• **Exercise**
A line below contains "positive clicks: (758, 569)", and a later one contains "box: [850, 822, 1066, 1139]". Repeat both, with every line between them, exactly.

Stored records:
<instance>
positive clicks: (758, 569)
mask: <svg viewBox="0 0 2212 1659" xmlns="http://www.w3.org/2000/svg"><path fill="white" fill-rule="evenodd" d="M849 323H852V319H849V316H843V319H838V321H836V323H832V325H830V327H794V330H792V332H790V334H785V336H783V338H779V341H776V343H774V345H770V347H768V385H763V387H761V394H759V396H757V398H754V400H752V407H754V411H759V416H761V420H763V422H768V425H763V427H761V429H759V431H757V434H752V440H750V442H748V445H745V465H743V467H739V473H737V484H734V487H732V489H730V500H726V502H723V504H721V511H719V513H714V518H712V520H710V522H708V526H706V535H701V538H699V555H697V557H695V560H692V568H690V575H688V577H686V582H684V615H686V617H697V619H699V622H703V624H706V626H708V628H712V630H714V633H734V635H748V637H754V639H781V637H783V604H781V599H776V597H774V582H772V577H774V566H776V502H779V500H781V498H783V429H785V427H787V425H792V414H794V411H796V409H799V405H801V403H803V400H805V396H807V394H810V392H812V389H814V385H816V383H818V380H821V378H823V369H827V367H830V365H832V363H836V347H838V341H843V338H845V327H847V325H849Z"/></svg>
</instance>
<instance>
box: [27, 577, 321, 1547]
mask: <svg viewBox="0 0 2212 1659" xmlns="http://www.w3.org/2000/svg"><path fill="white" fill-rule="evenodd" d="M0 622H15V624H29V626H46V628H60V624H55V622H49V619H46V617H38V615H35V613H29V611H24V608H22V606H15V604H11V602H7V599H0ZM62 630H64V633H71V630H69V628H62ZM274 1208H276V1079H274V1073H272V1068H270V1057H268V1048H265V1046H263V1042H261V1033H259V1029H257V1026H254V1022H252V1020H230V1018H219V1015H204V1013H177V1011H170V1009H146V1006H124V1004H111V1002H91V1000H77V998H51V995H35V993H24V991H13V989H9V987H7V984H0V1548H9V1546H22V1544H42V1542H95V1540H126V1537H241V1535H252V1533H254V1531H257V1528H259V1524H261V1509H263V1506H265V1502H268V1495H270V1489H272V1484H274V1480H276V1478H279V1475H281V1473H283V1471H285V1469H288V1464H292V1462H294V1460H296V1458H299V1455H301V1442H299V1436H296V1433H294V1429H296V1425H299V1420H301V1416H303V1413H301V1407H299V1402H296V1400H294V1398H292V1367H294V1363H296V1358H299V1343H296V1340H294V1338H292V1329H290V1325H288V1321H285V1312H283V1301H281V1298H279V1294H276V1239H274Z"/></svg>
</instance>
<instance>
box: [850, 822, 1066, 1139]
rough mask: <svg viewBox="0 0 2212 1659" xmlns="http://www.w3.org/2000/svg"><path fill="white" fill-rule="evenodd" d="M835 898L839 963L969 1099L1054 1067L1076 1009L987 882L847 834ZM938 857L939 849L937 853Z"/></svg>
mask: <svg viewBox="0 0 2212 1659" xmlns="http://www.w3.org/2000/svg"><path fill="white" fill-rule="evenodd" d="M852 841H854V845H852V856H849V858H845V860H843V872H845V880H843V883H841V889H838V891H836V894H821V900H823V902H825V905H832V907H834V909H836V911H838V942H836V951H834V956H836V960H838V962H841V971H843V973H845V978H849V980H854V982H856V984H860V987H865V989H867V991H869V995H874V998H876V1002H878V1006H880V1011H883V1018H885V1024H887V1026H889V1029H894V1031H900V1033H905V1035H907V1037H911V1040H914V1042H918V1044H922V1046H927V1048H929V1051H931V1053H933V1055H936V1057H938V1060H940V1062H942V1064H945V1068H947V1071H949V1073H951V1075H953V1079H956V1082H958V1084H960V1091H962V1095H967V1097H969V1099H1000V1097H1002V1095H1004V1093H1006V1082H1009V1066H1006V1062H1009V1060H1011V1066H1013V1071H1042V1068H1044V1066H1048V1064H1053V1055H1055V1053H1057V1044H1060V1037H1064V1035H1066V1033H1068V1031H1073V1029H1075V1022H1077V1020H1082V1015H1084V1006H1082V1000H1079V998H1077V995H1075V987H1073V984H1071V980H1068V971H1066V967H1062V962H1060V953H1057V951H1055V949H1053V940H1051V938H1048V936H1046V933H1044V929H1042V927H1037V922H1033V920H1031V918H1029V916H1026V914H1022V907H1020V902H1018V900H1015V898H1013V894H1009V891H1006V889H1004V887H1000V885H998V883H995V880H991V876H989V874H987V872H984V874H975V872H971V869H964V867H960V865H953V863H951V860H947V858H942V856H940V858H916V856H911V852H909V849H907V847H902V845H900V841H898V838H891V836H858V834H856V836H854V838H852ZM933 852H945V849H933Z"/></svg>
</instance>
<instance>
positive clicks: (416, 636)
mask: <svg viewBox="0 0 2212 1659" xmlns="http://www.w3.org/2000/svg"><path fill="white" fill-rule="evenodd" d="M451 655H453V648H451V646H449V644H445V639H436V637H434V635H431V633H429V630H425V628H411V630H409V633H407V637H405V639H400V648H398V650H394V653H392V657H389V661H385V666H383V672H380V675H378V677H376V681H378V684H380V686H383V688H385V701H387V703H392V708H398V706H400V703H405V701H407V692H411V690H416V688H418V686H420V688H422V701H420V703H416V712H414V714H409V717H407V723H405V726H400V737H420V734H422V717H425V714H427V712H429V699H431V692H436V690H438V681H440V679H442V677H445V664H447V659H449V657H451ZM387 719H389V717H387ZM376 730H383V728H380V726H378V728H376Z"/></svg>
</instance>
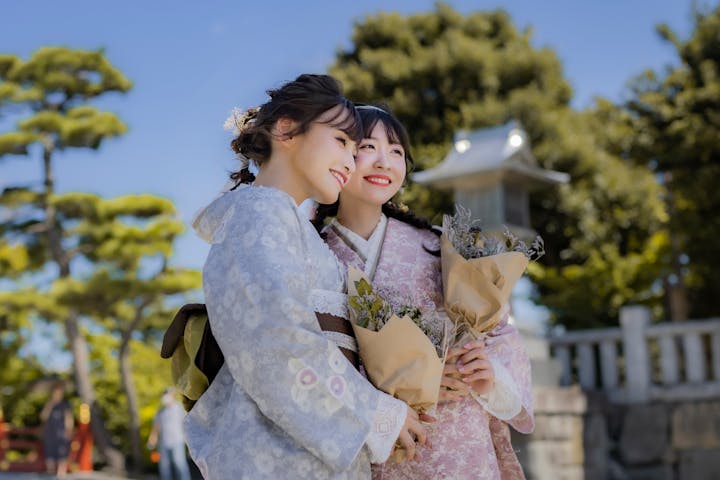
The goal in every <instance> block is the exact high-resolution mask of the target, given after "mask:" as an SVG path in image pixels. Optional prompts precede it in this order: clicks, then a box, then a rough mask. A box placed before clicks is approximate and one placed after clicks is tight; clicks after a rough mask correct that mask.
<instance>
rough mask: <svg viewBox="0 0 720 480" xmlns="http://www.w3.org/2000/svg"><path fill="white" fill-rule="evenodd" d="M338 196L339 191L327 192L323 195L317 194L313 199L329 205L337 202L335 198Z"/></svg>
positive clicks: (337, 196) (327, 204)
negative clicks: (330, 192)
mask: <svg viewBox="0 0 720 480" xmlns="http://www.w3.org/2000/svg"><path fill="white" fill-rule="evenodd" d="M339 196H340V192H335V193H328V194H325V195H318V196H317V197H315V198H314V199H313V200H315V201H316V202H318V203H322V204H325V205H330V204H333V203H335V202H337V199H338V197H339Z"/></svg>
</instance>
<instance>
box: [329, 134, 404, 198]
mask: <svg viewBox="0 0 720 480" xmlns="http://www.w3.org/2000/svg"><path fill="white" fill-rule="evenodd" d="M405 174H406V165H405V149H404V148H403V146H402V145H400V144H399V143H393V142H392V141H391V140H390V139H389V138H388V136H387V133H386V132H385V125H384V124H383V123H382V122H378V123H377V124H376V125H375V127H374V128H373V130H372V132H370V136H369V137H368V138H364V139H363V140H362V141H361V142H360V145H359V146H358V152H357V157H356V158H355V173H354V174H353V176H352V178H351V179H350V181H349V182H348V184H347V186H346V187H345V189H344V190H343V193H342V195H341V202H342V203H346V202H362V203H365V204H371V205H373V206H381V205H382V204H384V203H386V202H387V201H388V200H390V199H391V198H392V197H393V196H394V195H395V194H396V193H397V192H398V190H400V187H402V184H403V181H404V180H405Z"/></svg>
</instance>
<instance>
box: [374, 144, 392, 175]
mask: <svg viewBox="0 0 720 480" xmlns="http://www.w3.org/2000/svg"><path fill="white" fill-rule="evenodd" d="M375 166H376V167H378V168H382V169H386V170H387V169H388V168H390V158H389V156H388V154H387V152H386V151H385V150H382V149H381V150H378V153H377V157H376V158H375Z"/></svg>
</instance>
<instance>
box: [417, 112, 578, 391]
mask: <svg viewBox="0 0 720 480" xmlns="http://www.w3.org/2000/svg"><path fill="white" fill-rule="evenodd" d="M412 178H413V180H414V181H415V182H417V183H419V184H422V185H428V186H431V187H435V188H440V189H448V190H453V192H454V195H455V202H456V203H458V204H460V205H462V206H464V207H466V208H468V209H470V211H471V213H472V217H473V218H475V219H479V220H480V225H481V227H482V229H483V230H484V231H486V232H488V233H495V234H497V233H499V232H501V231H502V229H503V226H507V227H508V228H509V229H510V231H512V232H513V233H514V234H515V235H517V236H518V237H519V238H521V239H523V240H531V239H532V238H533V237H534V236H535V232H534V231H533V230H532V228H531V226H530V193H531V192H533V191H536V190H538V189H540V188H543V187H548V186H551V185H557V184H562V183H567V182H568V181H569V180H570V176H569V175H568V174H566V173H562V172H555V171H552V170H545V169H543V168H540V167H539V166H538V163H537V160H536V159H535V157H534V156H533V154H532V151H531V150H530V144H529V142H528V136H527V133H526V132H525V131H524V130H523V129H522V127H521V126H520V125H519V124H518V123H517V122H515V121H511V122H509V123H507V124H505V125H502V126H499V127H492V128H485V129H481V130H474V131H459V132H457V134H456V135H455V139H454V142H453V148H452V150H451V151H450V152H449V153H448V154H447V156H446V157H445V159H444V160H443V161H442V162H441V163H440V164H439V165H438V166H436V167H435V168H431V169H428V170H424V171H422V172H417V173H415V174H414V175H413V176H412ZM511 318H512V320H511V321H512V322H514V323H516V326H517V327H518V329H519V330H520V332H521V334H522V336H523V339H524V342H525V345H526V347H527V349H528V353H529V355H530V361H531V364H532V372H533V384H534V385H536V386H537V385H543V386H553V387H555V386H557V385H559V379H560V365H559V363H558V362H557V361H556V360H554V359H553V358H552V357H551V356H550V348H549V345H548V342H547V339H546V338H544V337H543V336H542V335H538V333H537V332H536V331H534V329H531V328H529V325H527V324H524V322H523V321H519V322H515V320H514V316H513V315H511Z"/></svg>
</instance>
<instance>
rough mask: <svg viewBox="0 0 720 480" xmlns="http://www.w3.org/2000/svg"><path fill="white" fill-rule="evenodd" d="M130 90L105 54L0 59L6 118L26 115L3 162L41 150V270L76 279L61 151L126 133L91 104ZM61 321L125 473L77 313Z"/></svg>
mask: <svg viewBox="0 0 720 480" xmlns="http://www.w3.org/2000/svg"><path fill="white" fill-rule="evenodd" d="M130 88H131V83H130V81H129V80H128V79H127V78H125V76H123V74H122V73H121V72H120V71H119V70H117V69H116V68H115V67H113V66H112V65H111V64H110V62H109V61H108V60H107V59H106V58H105V55H104V54H103V52H101V51H95V52H92V51H84V50H73V49H69V48H64V47H47V48H41V49H39V50H37V51H36V52H35V53H34V54H32V55H31V57H30V58H29V59H27V60H22V59H20V58H18V57H17V56H14V55H7V54H3V55H0V108H1V109H2V110H0V113H2V114H3V116H5V115H8V116H10V115H12V117H13V118H14V117H20V120H19V121H18V122H17V126H16V129H15V130H14V131H10V132H4V133H2V134H0V158H2V156H4V155H7V154H17V155H23V156H26V157H27V158H35V157H36V156H35V155H32V153H33V152H34V151H35V150H34V149H33V148H32V147H37V150H39V153H40V155H39V157H40V159H41V165H42V180H43V186H42V189H41V190H40V191H37V192H33V191H31V190H30V189H25V190H24V192H25V193H26V194H27V195H32V194H33V193H34V194H35V195H36V197H35V198H34V199H33V205H34V206H36V207H39V208H38V210H39V212H36V216H35V217H33V218H32V220H31V222H32V223H34V224H35V225H34V227H35V231H36V232H38V233H40V235H39V236H37V241H36V242H35V243H32V245H43V246H44V247H45V248H44V249H43V252H42V253H44V255H42V256H41V257H38V258H42V260H43V261H42V263H43V265H44V264H46V263H47V262H51V263H52V264H53V265H54V267H55V268H56V269H57V276H58V277H59V278H69V277H71V276H72V269H73V265H72V262H71V260H72V258H73V256H72V254H71V253H70V252H69V251H68V248H67V246H66V245H65V244H64V243H63V236H64V232H63V227H62V224H61V223H60V221H59V219H58V215H59V214H58V211H57V207H56V205H55V202H54V198H55V165H54V162H53V160H54V157H55V154H56V153H57V152H59V151H62V150H67V149H70V148H91V149H97V148H99V147H100V146H101V144H102V143H103V141H104V140H105V139H107V138H110V137H114V136H117V135H120V134H122V133H124V132H125V130H126V127H125V125H124V124H123V123H122V121H121V120H120V119H119V118H118V117H117V116H116V115H115V114H113V113H110V112H103V111H99V110H97V109H96V108H94V107H92V106H90V105H89V104H88V101H90V100H92V99H94V98H96V97H99V96H101V95H105V94H107V93H110V92H126V91H128V90H129V89H130ZM37 213H39V215H38V214H37ZM38 253H39V252H38ZM63 322H64V326H65V333H66V335H67V339H68V343H69V345H70V350H71V352H72V356H73V370H74V379H75V385H76V387H77V391H78V394H79V395H80V397H81V398H82V400H83V401H84V402H85V403H87V404H88V405H90V406H91V411H92V425H93V433H94V436H95V439H96V442H97V445H98V447H99V449H100V451H101V453H102V454H103V455H104V457H105V458H106V459H107V461H108V463H110V464H111V465H112V466H113V467H115V468H117V469H123V468H124V460H123V458H122V455H121V454H120V452H118V451H117V450H115V449H114V448H113V447H112V445H111V444H110V442H109V439H108V436H107V433H106V431H105V428H104V422H103V419H102V417H101V416H100V415H98V412H97V409H96V408H95V392H94V391H93V387H92V384H91V383H90V377H89V363H88V362H89V359H88V349H87V342H86V341H85V339H84V337H83V336H82V335H81V332H80V325H79V321H78V317H77V314H76V313H75V312H73V311H72V310H70V311H68V315H67V317H66V318H64V319H63Z"/></svg>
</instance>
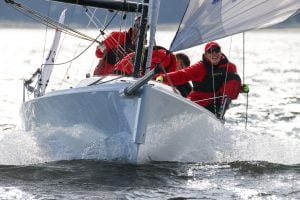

• **Reply to the exercise**
positive clicks: (758, 569)
mask: <svg viewBox="0 0 2212 1659" xmlns="http://www.w3.org/2000/svg"><path fill="white" fill-rule="evenodd" d="M849 323H852V319H849V316H843V319H838V321H836V323H832V325H830V327H794V330H792V332H790V334H785V336H783V338H779V341H776V343H774V345H770V347H768V385H763V387H761V394H759V396H757V398H754V400H752V407H754V411H759V416H761V420H763V422H768V425H763V427H761V429H759V431H757V434H752V440H750V442H748V445H745V465H743V467H739V473H737V484H734V487H732V489H730V500H726V502H723V504H721V511H719V513H714V518H712V520H710V522H708V526H706V535H701V538H699V555H697V557H695V560H692V568H690V575H688V577H686V582H684V615H686V617H697V619H699V622H703V624H706V626H708V628H712V630H714V633H734V635H748V637H754V639H781V637H783V604H781V599H776V597H774V582H772V577H774V566H776V502H779V500H781V498H783V429H785V427H787V425H792V414H794V411H796V409H799V405H801V403H803V400H805V396H807V394H810V392H812V389H814V385H816V383H818V380H821V378H823V369H827V367H830V365H832V363H836V347H838V341H843V338H845V327H847V325H849Z"/></svg>
</instance>
<instance>
box: [27, 577, 321, 1547]
mask: <svg viewBox="0 0 2212 1659" xmlns="http://www.w3.org/2000/svg"><path fill="white" fill-rule="evenodd" d="M0 622H15V624H29V626H46V628H60V624H55V622H49V619H46V617H38V615H35V613H29V611H24V608H22V606H15V604H11V602H7V599H0ZM62 630H64V633H71V630H69V628H62ZM274 1208H276V1079H274V1073H272V1068H270V1057H268V1048H265V1046H263V1042H261V1033H259V1029H257V1026H254V1022H252V1020H230V1018H219V1015H204V1013H177V1011H170V1009H146V1006H124V1004H111V1002H91V1000H77V998H51V995H35V993H24V991H13V989H9V987H7V984H0V1548H9V1546H22V1544H42V1542H95V1540H126V1537H241V1535H252V1533H254V1531H257V1528H259V1524H261V1509H263V1506H265V1502H268V1495H270V1489H272V1484H274V1480H276V1478H279V1475H281V1473H283V1471H285V1469H288V1464H292V1462H294V1460H296V1458H299V1455H301V1442H299V1436H296V1433H294V1429H296V1425H299V1420H301V1416H303V1413H301V1407H299V1402H296V1400H294V1398H292V1367H294V1363H296V1358H299V1343H296V1340H294V1338H292V1329H290V1325H288V1321H285V1312H283V1301H281V1298H279V1294H276V1239H274Z"/></svg>
</instance>
<instance>
box: [850, 822, 1066, 1139]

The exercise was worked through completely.